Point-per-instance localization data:
◆ ◆ ◆ ◆
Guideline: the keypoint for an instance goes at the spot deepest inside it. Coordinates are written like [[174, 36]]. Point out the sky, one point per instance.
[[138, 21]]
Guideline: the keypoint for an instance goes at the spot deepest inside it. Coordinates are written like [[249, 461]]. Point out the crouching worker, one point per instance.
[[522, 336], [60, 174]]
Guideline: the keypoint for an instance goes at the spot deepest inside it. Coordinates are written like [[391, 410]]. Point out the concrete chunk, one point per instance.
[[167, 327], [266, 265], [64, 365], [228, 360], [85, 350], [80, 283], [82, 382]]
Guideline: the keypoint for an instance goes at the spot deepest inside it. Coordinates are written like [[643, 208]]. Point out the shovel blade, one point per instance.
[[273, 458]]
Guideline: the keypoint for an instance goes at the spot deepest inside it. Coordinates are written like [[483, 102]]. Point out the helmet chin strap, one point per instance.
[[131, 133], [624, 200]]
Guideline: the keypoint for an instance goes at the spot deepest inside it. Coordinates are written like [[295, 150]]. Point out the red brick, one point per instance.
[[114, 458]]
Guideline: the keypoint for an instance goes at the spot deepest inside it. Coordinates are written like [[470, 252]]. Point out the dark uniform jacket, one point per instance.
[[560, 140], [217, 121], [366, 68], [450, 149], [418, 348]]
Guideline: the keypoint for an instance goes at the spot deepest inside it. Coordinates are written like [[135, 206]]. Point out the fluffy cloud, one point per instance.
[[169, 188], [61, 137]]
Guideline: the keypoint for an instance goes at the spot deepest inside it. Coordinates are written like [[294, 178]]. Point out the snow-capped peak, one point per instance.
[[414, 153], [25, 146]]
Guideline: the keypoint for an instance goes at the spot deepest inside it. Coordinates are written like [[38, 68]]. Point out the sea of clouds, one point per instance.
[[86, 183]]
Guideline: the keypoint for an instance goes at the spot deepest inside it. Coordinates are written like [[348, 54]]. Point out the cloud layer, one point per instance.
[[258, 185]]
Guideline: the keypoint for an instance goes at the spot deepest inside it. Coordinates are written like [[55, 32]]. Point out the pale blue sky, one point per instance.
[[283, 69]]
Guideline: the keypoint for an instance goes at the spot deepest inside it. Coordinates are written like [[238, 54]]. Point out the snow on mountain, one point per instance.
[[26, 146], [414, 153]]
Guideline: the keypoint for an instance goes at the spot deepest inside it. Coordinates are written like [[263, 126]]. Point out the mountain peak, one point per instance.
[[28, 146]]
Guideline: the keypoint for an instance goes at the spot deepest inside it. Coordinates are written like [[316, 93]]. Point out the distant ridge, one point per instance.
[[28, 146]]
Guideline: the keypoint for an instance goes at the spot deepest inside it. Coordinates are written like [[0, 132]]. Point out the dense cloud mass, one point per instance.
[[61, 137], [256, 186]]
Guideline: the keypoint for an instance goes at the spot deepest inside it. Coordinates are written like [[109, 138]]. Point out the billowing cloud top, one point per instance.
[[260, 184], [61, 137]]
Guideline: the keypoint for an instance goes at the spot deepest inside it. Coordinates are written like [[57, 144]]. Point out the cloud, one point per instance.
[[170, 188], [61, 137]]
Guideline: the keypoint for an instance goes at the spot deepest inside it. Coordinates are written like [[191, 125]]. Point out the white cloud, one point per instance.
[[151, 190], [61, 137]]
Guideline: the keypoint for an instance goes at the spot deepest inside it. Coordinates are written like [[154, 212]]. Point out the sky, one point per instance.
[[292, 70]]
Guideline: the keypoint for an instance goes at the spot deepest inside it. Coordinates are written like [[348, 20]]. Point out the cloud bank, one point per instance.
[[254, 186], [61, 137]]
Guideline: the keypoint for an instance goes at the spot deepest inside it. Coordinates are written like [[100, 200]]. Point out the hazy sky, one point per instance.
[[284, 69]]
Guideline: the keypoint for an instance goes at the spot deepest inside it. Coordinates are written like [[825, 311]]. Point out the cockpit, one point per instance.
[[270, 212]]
◆ ◆ ◆ ◆
- YOUR GOAL
Write out every record above, word for word.

- ANSWER TO THIS PROBLEM
Guideline: the keypoint for an instance goes at the spot deepest inside it. Coordinates are written like [[174, 36]]. Point out the sky, one point per instance.
[[138, 21]]
Guideline: the keypoint for an instance goes at the spot deepest inside it. Coordinates are written like [[249, 461]]. Point out the crouching worker, one point per instance.
[[522, 336], [60, 174]]
Guideline: the keypoint for an instance goes at the spot deepest inside it. Coordinates are written like [[391, 410]]. Point out the concrete chunk, one point per instance.
[[167, 327], [266, 265], [64, 365], [228, 360], [85, 350], [80, 283], [82, 382]]
Guideline: the keypoint for an instance goes at the spot deepest inside it. Coordinates are written like [[643, 208]]. Point out the shovel blade, one point per instance.
[[273, 458]]
Guideline: the keypoint for an instance goes at the spot deepest inside it. Coordinates are written like [[483, 102]]. Point out the helmet chin strap, one point per instance.
[[131, 133], [624, 200]]
Guideline: the keypoint for an instance goes at the spot deepest inside it. Coordinates are written like [[295, 150]]. Point out the red brick, one point per instance.
[[114, 458]]
Guideline: the keypoint for an instance goes at the spot deepest inside it. Coordinates are written like [[470, 252]]. Point out the dark uniform jacket, one point per instance.
[[560, 140], [217, 121], [366, 68], [450, 149], [418, 348]]
Guideline: the keypoint for an instance goes at the spot deepest inside it. Coordinates are written like [[135, 206]]. Point out the fluffy cloud, one point per instance.
[[169, 188], [61, 137]]
Guideline: the keypoint for an instance goes at the spot deepest inside it. Coordinates are written like [[294, 178]]. Point out the snow-capped peak, one point per instance.
[[414, 153], [25, 146]]
Guideline: the keypoint for an instance goes at the spot deepest inside it. Coordinates are written like [[38, 68]]. Point out the sea of clouds, one point per instance.
[[86, 183]]
Guideline: the keypoint for an instance goes at the spot deepest inside it. Coordinates are written like [[348, 54]]. Point out the cloud layer, one point per instance.
[[258, 185]]
Guideline: the keypoint for an instance goes at the spot deepest inside it. Coordinates are written like [[55, 32]]. Point out the pale blue sky, one point per instance.
[[283, 69]]
Guideline: the keypoint for an instance goes at the spot deepest inside it. Coordinates are written like [[238, 54]]. Point out the snow on mountain, one point per instance.
[[26, 146], [414, 153]]
Guideline: the keypoint for an instance goes at the spot deepest inside it. Coordinates are written like [[263, 126]]. Point out the mountain peak, one point per instance.
[[28, 146]]
Guideline: the keypoint for an instance goes at the spot deepest inside it. Coordinates are written like [[316, 93]]. Point out the distant ridge, one point per instance.
[[28, 146]]
Guideline: the keypoint for an instance goes at the spot deepest inside it. Coordinates are written like [[0, 132]]. Point out the dense cloud mass, one point per instance.
[[61, 137], [256, 186]]
Guideline: the keypoint for an instance goes at the spot deepest inside it. Coordinates are written like [[109, 138]]. Point out the billowing cloud top, one point per instance.
[[260, 184], [61, 137]]
Guideline: the keypoint for an instance goes at the spot deepest inside it. Coordinates are written like [[57, 144]]. Point out the cloud, one point per instance.
[[170, 188], [61, 137]]
Guideline: the keypoint for an instance goes at the spot deepest inside it. Coordinates are written like [[191, 125]]. Point out the white cloud, one point per instance.
[[151, 190], [61, 137]]
Guideline: the keypoint for an instance goes at the spot deepest inside it. Coordinates are written like [[154, 212]]. Point out the sky, one point per instance.
[[292, 70]]
Guideline: the keypoint for an instance goes at the spot deepest inside it. Coordinates are written like [[348, 20]]. Point out the cloud bank, one point per instance.
[[254, 186], [61, 137]]
Guideline: the keypoint for an instance goes at the spot deepest inside it. Coordinates are written like [[100, 200]]. Point out the hazy sky, one point per instance.
[[284, 69]]
Guideline: the keypoint for an instance goes at the spot deepest inside it. Coordinates are written like [[825, 311]]. Point out the cockpit, one point per instance.
[[270, 212]]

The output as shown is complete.